[What to do]: The entries that follow should be written out exactly.
=== Begin Enclosure ===
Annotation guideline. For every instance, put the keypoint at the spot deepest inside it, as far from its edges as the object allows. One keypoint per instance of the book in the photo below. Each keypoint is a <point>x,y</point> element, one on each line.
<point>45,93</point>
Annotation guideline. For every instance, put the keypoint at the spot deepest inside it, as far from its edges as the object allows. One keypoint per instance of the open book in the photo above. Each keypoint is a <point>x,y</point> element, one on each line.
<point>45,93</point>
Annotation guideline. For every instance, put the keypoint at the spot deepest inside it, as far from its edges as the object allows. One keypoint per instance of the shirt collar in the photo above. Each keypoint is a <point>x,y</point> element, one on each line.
=== End Enclosure ===
[Response to the task]:
Annotation guideline. For every instance, put the keypoint at the spot deepest inside it, as far from its edges as the object allows. One keypoint per instance of the book in the photo below. Each keypoint is a <point>x,y</point> element, one on each line.
<point>45,93</point>
Annotation guideline. For every instance, put the keypoint at the spot deepest inside it, as far from its edges as the object allows. One keypoint per instance of the open book in the photo above. Each keypoint is a <point>x,y</point> element, one on each line.
<point>45,93</point>
Annotation guideline. For every instance, put the keypoint at the spot deepest inside it, as far from its edges as the object allows. One keypoint per instance of the shirt collar in the photo above. Each keypoint is a <point>x,y</point> element, one on each line.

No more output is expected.